Exercise material:
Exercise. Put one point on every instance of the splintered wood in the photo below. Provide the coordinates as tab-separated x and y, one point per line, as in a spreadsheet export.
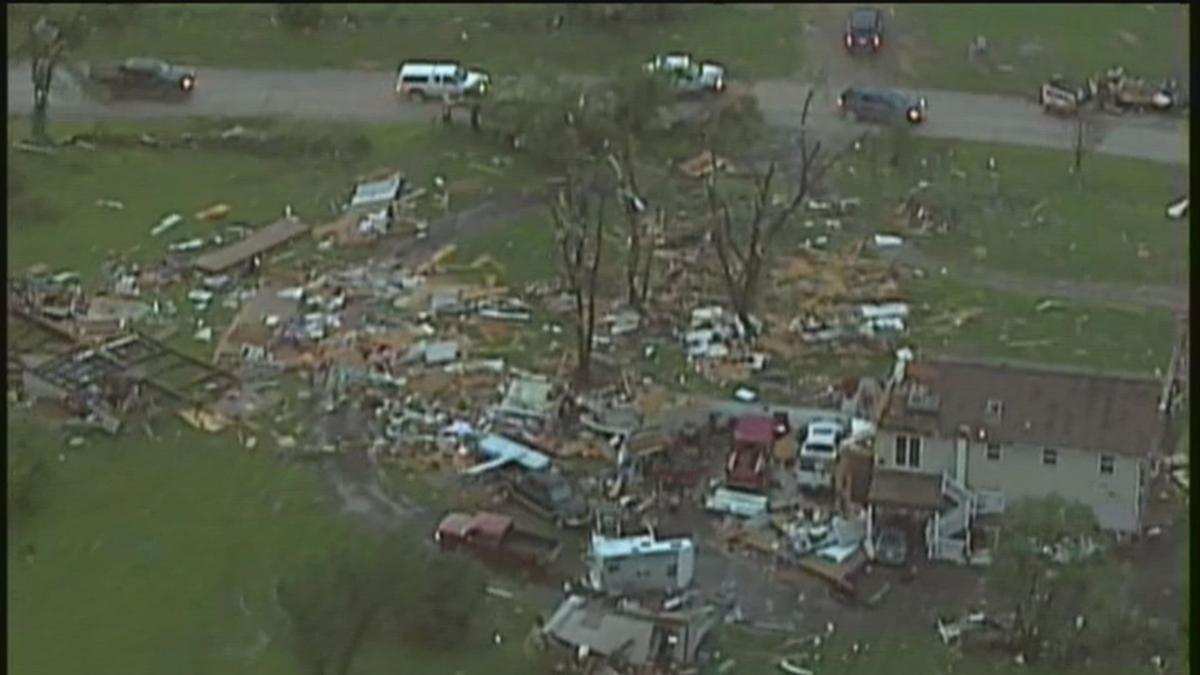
820	282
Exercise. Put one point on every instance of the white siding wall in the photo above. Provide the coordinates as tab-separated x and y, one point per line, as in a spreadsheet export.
1019	472
936	454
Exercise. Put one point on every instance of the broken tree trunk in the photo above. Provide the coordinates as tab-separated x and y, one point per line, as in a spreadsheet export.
576	223
639	236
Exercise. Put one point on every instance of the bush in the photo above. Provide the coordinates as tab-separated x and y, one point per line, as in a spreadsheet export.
299	17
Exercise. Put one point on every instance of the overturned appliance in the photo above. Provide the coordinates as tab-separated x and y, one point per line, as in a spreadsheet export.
1059	96
640	565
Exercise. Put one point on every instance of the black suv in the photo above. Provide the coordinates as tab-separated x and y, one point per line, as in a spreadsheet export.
885	106
864	30
144	78
551	496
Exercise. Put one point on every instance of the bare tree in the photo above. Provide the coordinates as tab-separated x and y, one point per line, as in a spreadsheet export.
48	46
1086	131
742	257
641	231
579	230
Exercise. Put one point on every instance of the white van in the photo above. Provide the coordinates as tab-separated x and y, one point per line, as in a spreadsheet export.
437	79
819	454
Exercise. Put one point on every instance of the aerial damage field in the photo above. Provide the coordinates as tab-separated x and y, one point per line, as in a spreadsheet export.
604	374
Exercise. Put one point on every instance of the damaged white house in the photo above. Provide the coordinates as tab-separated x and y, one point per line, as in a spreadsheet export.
959	438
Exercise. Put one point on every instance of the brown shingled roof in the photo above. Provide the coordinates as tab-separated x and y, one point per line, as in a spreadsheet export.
1039	406
905	489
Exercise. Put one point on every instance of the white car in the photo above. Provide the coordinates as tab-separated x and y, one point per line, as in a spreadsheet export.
819	454
687	75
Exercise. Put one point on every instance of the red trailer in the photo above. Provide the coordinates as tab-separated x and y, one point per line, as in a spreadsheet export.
495	538
749	458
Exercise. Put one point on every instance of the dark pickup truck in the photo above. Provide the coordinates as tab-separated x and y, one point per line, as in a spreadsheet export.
143	78
495	538
551	496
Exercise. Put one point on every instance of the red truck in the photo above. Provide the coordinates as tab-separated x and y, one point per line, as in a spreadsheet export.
754	436
495	538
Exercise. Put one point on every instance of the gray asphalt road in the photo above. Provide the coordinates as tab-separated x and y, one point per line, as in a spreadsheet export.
367	97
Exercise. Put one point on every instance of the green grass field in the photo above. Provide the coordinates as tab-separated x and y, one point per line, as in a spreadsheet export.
1037	40
52	209
145	551
503	39
1032	217
905	649
1009	326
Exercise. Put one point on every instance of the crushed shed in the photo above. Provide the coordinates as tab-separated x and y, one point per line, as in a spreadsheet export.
257	243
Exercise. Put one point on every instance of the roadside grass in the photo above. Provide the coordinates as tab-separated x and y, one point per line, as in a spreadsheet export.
502	39
1032	216
155	556
1008	326
525	248
52	209
905	649
1038	40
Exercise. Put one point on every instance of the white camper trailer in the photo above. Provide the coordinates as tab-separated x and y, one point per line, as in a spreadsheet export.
640	565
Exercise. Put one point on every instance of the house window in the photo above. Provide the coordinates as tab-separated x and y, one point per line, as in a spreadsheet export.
1108	464
994	408
907	452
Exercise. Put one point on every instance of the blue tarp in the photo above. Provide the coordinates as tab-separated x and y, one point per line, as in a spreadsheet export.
502	451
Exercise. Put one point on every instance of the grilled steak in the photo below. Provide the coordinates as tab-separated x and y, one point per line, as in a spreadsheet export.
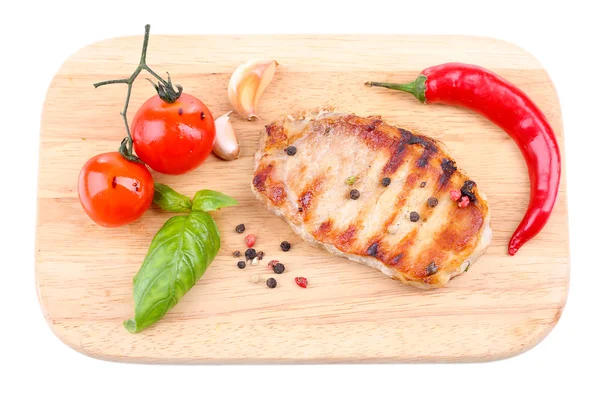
373	193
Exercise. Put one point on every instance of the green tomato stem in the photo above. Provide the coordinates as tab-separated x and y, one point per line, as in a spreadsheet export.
165	90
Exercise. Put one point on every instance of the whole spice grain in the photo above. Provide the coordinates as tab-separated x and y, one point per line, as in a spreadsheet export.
431	268
278	268
301	281
250	254
432	202
271	283
250	240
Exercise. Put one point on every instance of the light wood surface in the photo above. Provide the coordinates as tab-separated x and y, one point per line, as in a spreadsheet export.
349	313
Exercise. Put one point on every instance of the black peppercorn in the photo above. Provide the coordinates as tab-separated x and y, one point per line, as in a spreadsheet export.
432	202
250	254
278	268
271	283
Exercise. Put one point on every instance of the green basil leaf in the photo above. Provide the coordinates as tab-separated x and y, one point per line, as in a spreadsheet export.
178	256
169	200
210	200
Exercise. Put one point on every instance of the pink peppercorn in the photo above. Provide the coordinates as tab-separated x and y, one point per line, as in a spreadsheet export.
250	240
464	202
455	194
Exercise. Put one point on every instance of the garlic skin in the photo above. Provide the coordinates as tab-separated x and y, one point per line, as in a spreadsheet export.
248	83
226	144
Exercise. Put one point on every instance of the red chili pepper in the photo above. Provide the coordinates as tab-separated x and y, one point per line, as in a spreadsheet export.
512	110
302	282
250	240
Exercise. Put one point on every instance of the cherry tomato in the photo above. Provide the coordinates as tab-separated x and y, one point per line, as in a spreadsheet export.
173	138
113	190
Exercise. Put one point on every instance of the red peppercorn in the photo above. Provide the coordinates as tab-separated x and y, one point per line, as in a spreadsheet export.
464	201
302	282
455	194
250	240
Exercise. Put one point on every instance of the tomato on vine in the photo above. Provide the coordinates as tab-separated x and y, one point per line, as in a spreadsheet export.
114	191
173	133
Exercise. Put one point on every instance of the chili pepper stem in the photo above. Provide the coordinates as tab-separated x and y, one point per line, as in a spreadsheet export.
164	89
416	87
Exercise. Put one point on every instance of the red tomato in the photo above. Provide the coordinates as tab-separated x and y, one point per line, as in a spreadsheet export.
113	190
173	138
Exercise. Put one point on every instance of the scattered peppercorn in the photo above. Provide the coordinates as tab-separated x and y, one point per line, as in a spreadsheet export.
455	195
464	201
250	240
431	268
271	283
250	254
302	282
278	268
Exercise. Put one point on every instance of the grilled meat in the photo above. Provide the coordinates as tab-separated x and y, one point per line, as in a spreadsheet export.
373	193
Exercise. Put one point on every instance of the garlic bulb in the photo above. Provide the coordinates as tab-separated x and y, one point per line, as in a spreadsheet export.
247	85
226	145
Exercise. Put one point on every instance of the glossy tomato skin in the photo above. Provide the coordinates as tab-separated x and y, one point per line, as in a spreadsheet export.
173	138
113	190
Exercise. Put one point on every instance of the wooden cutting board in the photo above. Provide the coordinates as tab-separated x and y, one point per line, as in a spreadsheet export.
349	313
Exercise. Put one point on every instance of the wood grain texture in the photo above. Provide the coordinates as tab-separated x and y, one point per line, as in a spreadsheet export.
350	313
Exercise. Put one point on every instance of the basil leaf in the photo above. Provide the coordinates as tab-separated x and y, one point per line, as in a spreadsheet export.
178	256
209	200
169	200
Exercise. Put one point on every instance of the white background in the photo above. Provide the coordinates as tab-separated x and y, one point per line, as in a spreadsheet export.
37	38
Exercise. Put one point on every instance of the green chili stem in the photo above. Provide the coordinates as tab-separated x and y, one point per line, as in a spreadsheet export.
128	151
416	87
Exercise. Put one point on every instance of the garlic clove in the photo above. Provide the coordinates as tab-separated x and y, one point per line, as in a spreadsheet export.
226	144
247	85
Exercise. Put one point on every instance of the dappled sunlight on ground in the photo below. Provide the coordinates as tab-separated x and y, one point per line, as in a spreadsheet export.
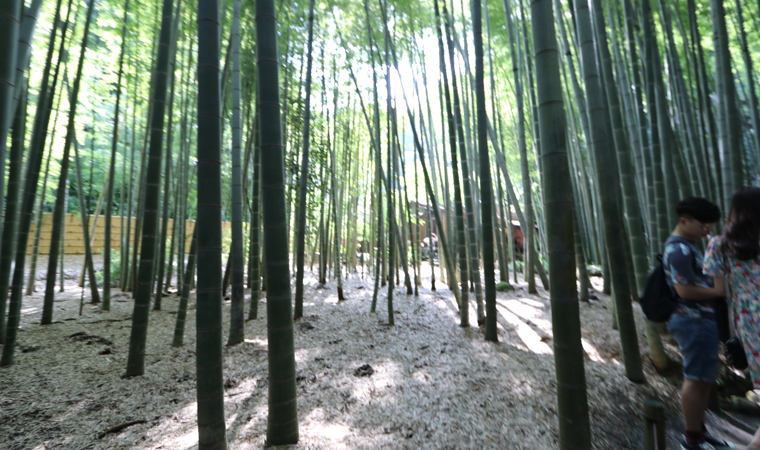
424	383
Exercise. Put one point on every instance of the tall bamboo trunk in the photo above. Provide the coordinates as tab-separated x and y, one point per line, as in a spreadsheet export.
144	281
572	407
282	422
606	164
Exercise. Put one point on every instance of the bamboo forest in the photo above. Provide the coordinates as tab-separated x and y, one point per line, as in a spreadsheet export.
333	224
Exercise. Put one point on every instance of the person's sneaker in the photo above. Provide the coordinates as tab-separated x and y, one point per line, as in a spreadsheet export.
704	445
717	442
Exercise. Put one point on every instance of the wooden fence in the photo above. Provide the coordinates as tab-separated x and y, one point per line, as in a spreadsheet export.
74	241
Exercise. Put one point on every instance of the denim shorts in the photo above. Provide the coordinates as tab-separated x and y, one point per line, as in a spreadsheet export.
698	341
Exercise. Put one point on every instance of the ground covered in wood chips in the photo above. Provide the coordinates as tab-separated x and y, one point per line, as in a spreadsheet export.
423	383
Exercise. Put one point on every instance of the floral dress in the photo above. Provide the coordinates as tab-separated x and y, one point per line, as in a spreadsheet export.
743	282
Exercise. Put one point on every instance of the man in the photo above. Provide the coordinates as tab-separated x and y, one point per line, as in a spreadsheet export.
693	322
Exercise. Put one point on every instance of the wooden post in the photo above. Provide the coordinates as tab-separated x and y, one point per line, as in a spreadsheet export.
654	428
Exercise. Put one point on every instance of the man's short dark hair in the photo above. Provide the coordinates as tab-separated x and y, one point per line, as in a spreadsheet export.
698	208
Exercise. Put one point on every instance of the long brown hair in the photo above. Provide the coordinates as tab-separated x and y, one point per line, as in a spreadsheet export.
742	232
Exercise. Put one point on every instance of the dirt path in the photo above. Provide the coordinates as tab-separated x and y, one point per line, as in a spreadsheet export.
432	384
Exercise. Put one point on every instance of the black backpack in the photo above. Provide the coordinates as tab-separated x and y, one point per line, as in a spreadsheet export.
658	301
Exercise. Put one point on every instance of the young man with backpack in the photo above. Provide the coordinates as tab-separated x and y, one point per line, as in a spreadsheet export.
693	323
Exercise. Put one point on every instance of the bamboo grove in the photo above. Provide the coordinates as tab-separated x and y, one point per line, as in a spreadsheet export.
327	133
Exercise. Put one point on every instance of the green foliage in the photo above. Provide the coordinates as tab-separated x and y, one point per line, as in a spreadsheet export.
115	270
594	270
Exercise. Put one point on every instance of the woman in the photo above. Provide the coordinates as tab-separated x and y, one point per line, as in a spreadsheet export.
735	257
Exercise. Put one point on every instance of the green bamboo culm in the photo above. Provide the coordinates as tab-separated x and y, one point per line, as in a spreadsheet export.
59	211
572	401
10	23
486	188
303	188
237	307
574	432
254	277
41	120
729	122
13	198
28	25
282	422
144	281
111	173
606	165
464	308
208	317
158	269
13	202
631	204
187	281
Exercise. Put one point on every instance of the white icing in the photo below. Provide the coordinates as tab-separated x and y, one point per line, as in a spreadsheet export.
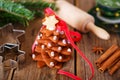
33	56
57	31
64	41
49	45
59	48
42	46
68	42
51	63
52	54
50	22
62	32
36	43
54	37
38	37
69	50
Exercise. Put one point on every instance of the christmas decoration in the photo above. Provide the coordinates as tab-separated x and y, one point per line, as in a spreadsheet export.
11	51
21	11
79	19
10	35
107	14
54	42
97	50
52	47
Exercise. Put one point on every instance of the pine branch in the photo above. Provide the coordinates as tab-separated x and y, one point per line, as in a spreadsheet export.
38	6
9	10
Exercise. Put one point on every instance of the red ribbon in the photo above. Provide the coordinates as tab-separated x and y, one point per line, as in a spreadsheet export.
71	36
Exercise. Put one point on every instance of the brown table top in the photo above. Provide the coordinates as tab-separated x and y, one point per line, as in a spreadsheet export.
29	70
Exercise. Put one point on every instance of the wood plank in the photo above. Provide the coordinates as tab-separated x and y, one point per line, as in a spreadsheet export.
29	70
88	41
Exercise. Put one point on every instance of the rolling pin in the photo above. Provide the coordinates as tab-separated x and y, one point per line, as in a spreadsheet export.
79	19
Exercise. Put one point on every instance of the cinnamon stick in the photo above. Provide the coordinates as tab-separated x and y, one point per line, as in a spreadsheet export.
114	68
107	54
109	61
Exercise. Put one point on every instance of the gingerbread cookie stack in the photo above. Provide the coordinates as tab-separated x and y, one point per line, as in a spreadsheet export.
52	48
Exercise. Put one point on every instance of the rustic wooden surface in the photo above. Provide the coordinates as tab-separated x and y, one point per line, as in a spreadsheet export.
29	70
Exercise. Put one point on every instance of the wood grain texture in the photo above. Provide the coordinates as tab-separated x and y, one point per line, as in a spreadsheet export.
29	70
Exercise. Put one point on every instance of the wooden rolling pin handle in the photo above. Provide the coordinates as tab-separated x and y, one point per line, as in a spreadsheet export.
99	32
79	19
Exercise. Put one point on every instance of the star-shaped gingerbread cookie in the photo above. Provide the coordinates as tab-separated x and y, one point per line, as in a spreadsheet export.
50	22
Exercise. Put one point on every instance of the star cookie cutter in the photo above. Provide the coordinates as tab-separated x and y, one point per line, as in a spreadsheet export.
10	35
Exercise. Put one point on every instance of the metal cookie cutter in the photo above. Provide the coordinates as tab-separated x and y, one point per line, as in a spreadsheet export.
10	35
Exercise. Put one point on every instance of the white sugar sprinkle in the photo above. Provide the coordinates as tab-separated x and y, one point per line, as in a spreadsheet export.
54	37
62	32
60	57
59	48
57	31
33	56
52	54
42	46
52	64
69	50
49	45
36	43
68	42
38	37
64	41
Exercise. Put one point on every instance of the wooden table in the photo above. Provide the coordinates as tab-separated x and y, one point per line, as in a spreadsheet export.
29	70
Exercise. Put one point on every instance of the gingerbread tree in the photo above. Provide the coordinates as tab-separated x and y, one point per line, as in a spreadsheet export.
52	48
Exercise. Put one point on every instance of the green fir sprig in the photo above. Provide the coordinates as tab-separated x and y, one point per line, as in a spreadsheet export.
14	12
22	11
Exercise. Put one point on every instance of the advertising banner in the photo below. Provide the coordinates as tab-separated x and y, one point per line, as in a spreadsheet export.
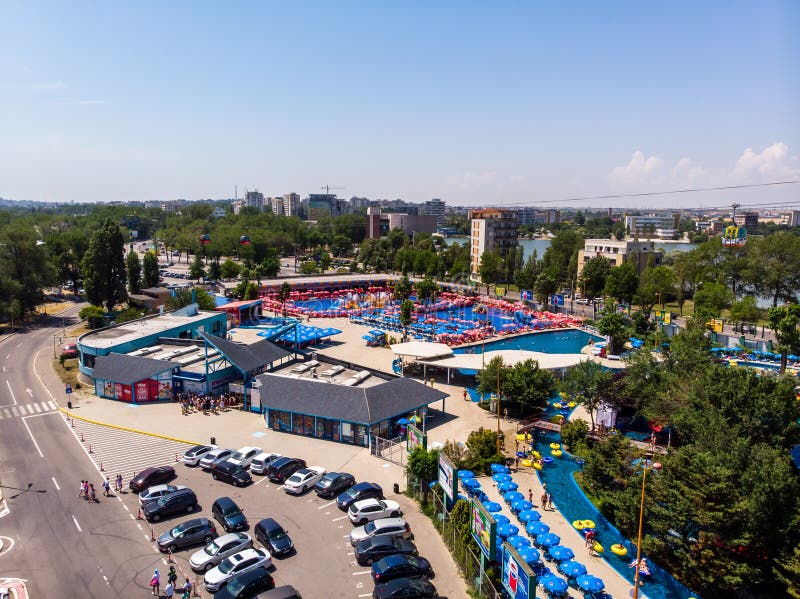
484	529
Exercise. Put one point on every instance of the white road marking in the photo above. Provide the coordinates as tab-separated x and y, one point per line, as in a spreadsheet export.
10	390
41	455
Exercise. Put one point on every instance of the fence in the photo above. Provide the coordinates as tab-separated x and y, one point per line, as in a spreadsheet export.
463	555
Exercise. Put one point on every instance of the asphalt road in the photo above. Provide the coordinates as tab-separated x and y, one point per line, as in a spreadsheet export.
62	545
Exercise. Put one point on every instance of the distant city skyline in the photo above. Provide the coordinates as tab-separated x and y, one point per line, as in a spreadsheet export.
502	103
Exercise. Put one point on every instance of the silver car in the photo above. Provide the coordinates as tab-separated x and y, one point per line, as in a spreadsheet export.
218	549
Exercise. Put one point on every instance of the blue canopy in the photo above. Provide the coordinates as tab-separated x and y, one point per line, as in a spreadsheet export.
572	568
590	583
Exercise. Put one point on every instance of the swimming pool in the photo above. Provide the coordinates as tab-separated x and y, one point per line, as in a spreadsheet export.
574	505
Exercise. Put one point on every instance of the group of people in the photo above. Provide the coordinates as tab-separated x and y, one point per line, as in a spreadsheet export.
171	588
207	404
88	492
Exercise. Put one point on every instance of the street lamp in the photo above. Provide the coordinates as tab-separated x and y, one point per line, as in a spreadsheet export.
637	563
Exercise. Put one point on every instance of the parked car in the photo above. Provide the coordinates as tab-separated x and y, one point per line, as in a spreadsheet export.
244	456
157	492
247	585
183	501
283	468
186	534
226	512
376	548
367	510
334	483
230	473
261	462
384	526
273	537
404	587
193	456
303	480
234	565
401	566
218	549
284	592
212	456
151	476
357	493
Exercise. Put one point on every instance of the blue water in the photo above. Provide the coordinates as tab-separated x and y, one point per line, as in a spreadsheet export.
572	503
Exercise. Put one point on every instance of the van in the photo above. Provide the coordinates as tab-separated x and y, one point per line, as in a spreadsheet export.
262	461
283	468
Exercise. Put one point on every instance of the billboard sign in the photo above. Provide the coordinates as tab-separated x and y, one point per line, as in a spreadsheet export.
517	577
448	477
415	438
484	529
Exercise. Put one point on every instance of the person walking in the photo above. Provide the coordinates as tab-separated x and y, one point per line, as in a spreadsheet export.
155	583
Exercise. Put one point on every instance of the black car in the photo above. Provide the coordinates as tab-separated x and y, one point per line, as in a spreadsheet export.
357	493
230	515
334	483
192	532
376	548
151	476
231	473
401	566
283	468
405	588
274	537
182	501
247	585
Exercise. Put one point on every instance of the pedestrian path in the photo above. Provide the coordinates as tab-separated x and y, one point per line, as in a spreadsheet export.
27	409
125	452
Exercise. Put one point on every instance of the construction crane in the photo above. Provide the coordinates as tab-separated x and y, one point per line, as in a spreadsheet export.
328	188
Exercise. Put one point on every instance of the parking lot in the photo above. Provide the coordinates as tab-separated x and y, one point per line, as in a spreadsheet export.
322	564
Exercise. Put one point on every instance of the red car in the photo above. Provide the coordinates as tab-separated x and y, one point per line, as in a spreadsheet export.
151	476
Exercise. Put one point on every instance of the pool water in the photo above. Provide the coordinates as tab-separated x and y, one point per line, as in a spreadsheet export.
574	505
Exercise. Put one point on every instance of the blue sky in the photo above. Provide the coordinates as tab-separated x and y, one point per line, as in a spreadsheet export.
475	103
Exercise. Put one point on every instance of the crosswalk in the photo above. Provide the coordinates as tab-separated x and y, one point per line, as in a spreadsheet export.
126	452
27	409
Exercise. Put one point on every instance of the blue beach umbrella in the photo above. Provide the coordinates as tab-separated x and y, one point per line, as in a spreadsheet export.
548	539
529	515
590	583
572	568
536	528
529	554
561	553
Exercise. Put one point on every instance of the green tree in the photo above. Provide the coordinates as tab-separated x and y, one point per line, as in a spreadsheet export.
104	267
150	271
196	269
134	272
622	282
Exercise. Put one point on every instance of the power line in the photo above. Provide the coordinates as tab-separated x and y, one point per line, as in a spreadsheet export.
656	193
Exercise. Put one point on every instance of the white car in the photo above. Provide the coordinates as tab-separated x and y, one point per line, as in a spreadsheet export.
193	456
367	510
157	492
303	479
236	564
214	455
218	549
244	456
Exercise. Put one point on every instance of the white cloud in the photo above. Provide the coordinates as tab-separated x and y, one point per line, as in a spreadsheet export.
640	169
45	86
772	162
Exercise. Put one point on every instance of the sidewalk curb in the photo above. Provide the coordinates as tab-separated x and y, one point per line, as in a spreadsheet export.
124	428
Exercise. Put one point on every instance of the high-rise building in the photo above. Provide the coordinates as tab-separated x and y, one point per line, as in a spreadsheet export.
491	229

What you are asked to do:
In the records above, find the line containing "Exercise. Put one point on every instance of the white cloud"; please retype it and every line after it through the last line, exactly and with nothing else.

Task response:
Exercise. Put one point on every instance of the white cloud in the photo above. Provide the coordinates as tab-separated x and y, one point per line, as in a spreadsheet export.
640	169
45	86
772	162
Exercise. Put one point on every instance of the sidewalk curb in the photo above. Provide the coordinates as tab-separated x and y, one point per line, as in a spreadsheet export.
124	428
Exercise. Put one point on every instance of the high-rise building in the photo above. Provide the coordinates as tab-separated x and y, one point per line, as in a spreadsheet export.
491	229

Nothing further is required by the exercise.